Material supplied:
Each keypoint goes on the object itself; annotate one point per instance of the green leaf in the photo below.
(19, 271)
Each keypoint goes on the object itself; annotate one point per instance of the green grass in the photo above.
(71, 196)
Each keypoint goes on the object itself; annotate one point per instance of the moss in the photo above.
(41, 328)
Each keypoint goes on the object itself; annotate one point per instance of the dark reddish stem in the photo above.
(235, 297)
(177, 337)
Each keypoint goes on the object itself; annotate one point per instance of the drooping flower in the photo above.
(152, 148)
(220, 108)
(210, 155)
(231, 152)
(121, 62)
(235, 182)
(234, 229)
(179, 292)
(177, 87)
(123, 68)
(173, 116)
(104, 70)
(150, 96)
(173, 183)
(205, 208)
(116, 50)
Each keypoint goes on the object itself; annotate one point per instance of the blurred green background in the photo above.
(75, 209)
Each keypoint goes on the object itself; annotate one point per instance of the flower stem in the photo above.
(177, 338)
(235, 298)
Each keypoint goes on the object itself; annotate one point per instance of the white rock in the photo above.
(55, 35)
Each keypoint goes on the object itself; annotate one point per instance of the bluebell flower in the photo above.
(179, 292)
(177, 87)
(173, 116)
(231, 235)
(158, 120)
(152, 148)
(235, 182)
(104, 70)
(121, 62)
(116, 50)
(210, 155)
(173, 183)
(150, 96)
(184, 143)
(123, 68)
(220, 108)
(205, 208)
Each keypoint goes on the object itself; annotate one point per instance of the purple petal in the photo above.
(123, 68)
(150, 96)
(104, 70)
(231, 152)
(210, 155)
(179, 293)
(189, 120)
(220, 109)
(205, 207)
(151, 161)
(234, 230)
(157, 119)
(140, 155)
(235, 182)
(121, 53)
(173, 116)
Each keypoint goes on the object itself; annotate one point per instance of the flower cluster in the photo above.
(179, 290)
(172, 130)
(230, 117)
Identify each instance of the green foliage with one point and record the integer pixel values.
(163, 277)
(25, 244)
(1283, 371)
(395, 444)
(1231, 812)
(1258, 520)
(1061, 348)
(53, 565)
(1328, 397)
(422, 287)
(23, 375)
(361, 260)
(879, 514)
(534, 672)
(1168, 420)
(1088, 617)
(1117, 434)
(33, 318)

Your instructions: Exactly as shown, repeat every record.

Full response:
Each keypoint goes on the object itself; annotate one point per instance of the green leaf in the photo below.
(19, 271)
Each keypoint goes on the object itself; annotate one point per instance of the green grass in the photo above.
(71, 196)
Each keypoint goes on the object itself; annotate one point per instance of the moss in the photo above.
(41, 328)
Each keypoint goes on the object itself; annotate one point per instance of the dark reddish stem in the photo above.
(235, 297)
(177, 337)
Each keypoint goes on the object itself; annotate one point per instance of the drooping flower in the photo above.
(152, 148)
(220, 108)
(210, 155)
(231, 152)
(121, 62)
(235, 182)
(234, 229)
(179, 292)
(177, 87)
(123, 68)
(173, 116)
(104, 70)
(150, 96)
(173, 183)
(205, 208)
(116, 50)
Each keypoint goes on the object itself; annotate one point per instance of the blurred green background in the photo above.
(75, 209)
Each keypoint goes on the object itself; annotate one point per instance of the flower stem in the photo above.
(177, 338)
(235, 298)
Each keypoint goes on the object itself; annotate one point per instance of the white rock in the photo above.
(55, 35)
Each keypoint goes on the object itself; annotate one point per instance of the bluebell flower in the photo above.
(179, 292)
(177, 87)
(173, 116)
(231, 235)
(158, 120)
(152, 148)
(235, 182)
(104, 70)
(121, 62)
(116, 50)
(210, 155)
(173, 183)
(150, 96)
(184, 143)
(123, 68)
(220, 108)
(205, 208)
Each keypoint goes on the object itself; annotate one point per instance of the purple petal in the photo above.
(123, 68)
(150, 96)
(104, 70)
(231, 152)
(210, 155)
(179, 293)
(189, 120)
(220, 109)
(205, 207)
(151, 161)
(234, 230)
(157, 119)
(140, 155)
(235, 182)
(121, 53)
(173, 116)
Each keypoint goes on the object itself; annotate one point per instance of the flower cluster in the photo above.
(179, 290)
(172, 130)
(230, 117)
Identify each instance of the green foliage with one point and record the integer pixel values.
(163, 277)
(25, 244)
(1283, 371)
(395, 444)
(1231, 812)
(1258, 520)
(1061, 348)
(53, 565)
(1328, 397)
(422, 287)
(23, 375)
(361, 260)
(879, 514)
(534, 672)
(1168, 420)
(1088, 617)
(1117, 434)
(33, 318)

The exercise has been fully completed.